▶ Task description
Identify the line that contains "Annotation task: mark the paver" in the material. Output it and every line after it, unchanged, through the end.

▶ Stored records
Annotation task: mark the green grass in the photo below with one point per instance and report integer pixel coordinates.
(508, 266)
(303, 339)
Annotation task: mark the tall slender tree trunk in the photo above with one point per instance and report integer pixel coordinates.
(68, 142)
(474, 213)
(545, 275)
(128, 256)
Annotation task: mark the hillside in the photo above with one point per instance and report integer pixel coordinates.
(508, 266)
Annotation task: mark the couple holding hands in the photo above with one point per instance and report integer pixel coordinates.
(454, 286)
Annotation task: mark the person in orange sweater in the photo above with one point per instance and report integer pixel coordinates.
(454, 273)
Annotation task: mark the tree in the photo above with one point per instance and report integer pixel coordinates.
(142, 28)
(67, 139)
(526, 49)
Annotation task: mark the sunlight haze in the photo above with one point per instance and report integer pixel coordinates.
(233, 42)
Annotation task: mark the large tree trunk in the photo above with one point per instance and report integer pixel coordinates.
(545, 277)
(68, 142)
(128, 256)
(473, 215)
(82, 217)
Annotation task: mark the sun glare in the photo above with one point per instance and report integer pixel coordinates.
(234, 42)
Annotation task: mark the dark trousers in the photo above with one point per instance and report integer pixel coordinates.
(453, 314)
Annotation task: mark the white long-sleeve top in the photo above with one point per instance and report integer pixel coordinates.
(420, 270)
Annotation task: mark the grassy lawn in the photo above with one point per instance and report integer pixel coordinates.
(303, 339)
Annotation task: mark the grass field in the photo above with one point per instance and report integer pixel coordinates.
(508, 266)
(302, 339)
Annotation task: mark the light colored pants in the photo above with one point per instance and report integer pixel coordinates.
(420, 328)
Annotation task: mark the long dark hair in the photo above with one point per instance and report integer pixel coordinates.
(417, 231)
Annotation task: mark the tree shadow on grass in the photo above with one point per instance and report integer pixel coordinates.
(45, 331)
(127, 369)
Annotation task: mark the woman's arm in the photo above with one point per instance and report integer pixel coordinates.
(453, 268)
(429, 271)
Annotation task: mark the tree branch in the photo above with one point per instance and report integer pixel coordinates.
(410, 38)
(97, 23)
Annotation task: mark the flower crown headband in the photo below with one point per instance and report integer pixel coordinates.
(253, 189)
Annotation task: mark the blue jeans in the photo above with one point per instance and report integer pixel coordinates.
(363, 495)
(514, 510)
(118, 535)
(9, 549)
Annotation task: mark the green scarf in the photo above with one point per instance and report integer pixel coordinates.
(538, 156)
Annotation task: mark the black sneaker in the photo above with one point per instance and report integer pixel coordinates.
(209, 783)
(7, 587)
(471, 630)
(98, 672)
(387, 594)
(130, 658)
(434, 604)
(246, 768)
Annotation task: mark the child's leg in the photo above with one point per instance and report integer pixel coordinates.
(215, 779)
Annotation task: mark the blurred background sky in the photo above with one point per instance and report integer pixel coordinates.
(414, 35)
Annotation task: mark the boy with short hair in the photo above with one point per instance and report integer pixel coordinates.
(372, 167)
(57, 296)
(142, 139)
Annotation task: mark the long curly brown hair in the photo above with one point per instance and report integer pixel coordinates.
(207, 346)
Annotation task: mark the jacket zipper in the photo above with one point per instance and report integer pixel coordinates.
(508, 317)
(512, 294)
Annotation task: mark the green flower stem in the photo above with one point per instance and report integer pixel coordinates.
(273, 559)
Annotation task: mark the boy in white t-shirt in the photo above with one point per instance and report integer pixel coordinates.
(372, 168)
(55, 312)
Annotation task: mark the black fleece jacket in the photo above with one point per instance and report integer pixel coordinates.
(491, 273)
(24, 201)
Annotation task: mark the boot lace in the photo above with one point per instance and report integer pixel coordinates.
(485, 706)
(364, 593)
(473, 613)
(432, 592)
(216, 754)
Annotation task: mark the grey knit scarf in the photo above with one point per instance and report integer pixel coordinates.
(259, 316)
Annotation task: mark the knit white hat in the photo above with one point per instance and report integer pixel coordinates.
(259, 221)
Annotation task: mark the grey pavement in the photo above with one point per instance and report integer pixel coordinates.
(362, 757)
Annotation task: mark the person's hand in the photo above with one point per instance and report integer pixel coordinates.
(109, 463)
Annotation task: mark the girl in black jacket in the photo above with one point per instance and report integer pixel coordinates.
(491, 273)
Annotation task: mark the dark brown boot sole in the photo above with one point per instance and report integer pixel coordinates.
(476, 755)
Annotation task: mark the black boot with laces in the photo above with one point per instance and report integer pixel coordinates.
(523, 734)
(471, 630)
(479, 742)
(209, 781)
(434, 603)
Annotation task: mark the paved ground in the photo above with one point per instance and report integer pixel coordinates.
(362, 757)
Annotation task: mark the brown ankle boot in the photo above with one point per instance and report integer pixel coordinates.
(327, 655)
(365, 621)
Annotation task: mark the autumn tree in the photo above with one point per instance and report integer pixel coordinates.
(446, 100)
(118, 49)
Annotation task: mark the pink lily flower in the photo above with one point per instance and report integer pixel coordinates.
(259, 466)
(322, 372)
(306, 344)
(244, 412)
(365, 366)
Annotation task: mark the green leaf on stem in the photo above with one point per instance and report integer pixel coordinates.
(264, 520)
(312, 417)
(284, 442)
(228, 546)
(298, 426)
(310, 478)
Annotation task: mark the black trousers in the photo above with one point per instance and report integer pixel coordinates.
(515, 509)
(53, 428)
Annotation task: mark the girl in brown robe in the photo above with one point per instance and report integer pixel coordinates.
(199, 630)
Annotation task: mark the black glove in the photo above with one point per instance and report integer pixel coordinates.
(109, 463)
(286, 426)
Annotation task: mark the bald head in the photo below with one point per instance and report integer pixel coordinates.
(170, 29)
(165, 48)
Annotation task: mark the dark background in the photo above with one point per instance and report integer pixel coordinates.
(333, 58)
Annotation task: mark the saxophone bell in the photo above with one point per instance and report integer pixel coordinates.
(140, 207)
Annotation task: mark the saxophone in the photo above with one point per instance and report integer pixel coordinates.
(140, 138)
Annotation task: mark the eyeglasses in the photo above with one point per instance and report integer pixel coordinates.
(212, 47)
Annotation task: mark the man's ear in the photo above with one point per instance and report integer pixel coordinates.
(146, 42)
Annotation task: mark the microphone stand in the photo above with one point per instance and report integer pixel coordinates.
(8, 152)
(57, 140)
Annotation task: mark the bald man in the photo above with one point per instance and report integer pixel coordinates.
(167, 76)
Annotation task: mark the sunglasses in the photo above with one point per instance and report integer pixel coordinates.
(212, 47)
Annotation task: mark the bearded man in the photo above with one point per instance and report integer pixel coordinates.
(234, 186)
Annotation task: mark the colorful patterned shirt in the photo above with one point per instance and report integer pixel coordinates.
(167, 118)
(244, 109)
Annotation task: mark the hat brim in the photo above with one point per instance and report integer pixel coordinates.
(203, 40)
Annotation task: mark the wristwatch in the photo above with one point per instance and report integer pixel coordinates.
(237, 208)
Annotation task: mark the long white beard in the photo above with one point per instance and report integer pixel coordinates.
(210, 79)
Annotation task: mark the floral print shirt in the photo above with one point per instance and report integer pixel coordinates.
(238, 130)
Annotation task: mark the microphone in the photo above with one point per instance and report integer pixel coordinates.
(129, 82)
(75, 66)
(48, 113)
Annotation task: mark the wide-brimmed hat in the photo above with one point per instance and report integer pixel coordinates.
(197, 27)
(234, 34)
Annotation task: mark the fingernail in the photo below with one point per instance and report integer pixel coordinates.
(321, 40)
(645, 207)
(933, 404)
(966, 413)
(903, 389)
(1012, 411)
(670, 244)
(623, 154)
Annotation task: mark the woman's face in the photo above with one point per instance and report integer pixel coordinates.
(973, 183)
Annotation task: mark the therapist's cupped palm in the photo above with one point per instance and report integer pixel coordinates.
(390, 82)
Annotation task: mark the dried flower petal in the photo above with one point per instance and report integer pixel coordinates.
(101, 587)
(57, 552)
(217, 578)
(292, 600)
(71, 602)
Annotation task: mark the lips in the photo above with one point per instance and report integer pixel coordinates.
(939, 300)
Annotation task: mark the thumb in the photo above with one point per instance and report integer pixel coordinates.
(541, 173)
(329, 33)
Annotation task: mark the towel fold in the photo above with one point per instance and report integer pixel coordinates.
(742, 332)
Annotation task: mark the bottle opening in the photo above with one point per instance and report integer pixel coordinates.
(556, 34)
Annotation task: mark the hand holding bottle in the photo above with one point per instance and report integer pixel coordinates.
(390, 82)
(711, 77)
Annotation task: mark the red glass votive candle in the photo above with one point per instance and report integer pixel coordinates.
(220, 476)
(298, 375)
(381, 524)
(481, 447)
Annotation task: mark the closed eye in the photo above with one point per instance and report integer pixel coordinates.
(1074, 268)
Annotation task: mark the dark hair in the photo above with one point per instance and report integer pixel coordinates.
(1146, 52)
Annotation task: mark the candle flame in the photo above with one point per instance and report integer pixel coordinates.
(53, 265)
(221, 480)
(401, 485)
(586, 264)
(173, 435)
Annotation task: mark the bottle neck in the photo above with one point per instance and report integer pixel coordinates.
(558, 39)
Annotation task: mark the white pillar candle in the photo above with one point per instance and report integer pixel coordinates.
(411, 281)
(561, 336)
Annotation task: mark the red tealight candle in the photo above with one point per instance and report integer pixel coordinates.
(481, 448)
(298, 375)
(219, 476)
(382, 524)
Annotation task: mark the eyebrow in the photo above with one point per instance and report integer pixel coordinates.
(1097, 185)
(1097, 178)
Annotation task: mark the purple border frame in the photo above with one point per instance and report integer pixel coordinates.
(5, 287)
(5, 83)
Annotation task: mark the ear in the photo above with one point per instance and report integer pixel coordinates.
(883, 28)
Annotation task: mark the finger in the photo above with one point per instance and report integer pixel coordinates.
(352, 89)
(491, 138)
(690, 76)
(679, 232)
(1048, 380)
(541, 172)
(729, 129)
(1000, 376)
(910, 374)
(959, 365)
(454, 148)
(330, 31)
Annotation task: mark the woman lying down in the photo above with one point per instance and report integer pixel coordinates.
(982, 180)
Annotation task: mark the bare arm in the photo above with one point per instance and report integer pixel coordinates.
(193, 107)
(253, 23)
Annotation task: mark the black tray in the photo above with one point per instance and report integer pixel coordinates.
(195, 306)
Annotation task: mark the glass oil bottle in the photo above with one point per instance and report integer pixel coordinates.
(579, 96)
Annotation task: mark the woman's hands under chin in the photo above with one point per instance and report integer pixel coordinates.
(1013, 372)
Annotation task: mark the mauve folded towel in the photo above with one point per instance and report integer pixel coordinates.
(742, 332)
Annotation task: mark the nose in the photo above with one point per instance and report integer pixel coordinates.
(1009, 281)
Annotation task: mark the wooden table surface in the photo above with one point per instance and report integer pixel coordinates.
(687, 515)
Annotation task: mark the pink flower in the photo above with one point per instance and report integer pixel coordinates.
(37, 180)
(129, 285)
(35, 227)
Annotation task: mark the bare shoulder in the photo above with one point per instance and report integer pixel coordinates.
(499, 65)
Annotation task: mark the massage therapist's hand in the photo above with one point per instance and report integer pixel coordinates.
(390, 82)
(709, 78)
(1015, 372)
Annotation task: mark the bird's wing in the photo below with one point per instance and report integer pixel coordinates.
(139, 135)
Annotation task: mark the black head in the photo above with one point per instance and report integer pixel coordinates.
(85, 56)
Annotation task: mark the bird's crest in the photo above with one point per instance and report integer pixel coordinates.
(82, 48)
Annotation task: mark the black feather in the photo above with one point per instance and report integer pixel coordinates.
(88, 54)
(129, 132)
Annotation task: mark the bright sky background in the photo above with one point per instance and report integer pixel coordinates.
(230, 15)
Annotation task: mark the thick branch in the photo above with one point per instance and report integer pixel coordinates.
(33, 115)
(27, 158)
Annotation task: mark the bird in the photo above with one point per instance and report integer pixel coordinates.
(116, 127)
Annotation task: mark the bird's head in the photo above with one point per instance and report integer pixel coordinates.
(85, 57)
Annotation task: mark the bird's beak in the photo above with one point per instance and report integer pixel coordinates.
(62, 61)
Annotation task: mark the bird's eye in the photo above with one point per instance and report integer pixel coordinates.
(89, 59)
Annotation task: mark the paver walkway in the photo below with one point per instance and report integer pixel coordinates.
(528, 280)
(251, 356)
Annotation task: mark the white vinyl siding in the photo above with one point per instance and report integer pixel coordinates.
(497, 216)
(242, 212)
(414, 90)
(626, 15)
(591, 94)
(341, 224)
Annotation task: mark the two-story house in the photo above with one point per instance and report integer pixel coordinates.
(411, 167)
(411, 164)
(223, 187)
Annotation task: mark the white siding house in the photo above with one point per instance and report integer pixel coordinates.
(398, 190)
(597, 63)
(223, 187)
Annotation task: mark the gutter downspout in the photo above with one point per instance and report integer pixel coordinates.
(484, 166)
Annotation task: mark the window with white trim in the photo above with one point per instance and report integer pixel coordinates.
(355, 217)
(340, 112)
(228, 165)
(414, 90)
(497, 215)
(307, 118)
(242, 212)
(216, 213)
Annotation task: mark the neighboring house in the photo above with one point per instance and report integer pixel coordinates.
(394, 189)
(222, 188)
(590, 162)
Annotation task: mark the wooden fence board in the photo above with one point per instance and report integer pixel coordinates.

▶ Expected answer
Annotation task: mark the paver walkway in the photo below with one point per instance and report integer pixel coordinates.
(528, 280)
(251, 356)
Annotation task: mark the white vinyl siding in the photo above with one point per instance and report integer pixel coordinates.
(497, 216)
(242, 212)
(414, 90)
(626, 15)
(591, 94)
(341, 224)
Annotation task: mark the two-story house in the photo above with one point per instance and report integer pixel coordinates.
(411, 167)
(411, 164)
(223, 187)
Annotation task: mark the white siding house in the photo above with one point per instance and report integer pixel coordinates.
(398, 190)
(597, 63)
(223, 187)
Annotation task: mark the gutter downspout in the photo above with one point per instance and report integer pixel coordinates.
(484, 166)
Annotation task: mark the window with white trim in the photo above with one point per instance and report integer pixel coordinates.
(355, 217)
(340, 112)
(228, 165)
(414, 90)
(497, 215)
(307, 118)
(242, 212)
(216, 213)
Annotation task: mark the neighboring house in the photo above with one point per instance and report integer pixel coordinates.
(394, 189)
(222, 188)
(590, 162)
Annotation task: mark the wooden fence board in the photo above with one point per instance and report integer pixel coordinates.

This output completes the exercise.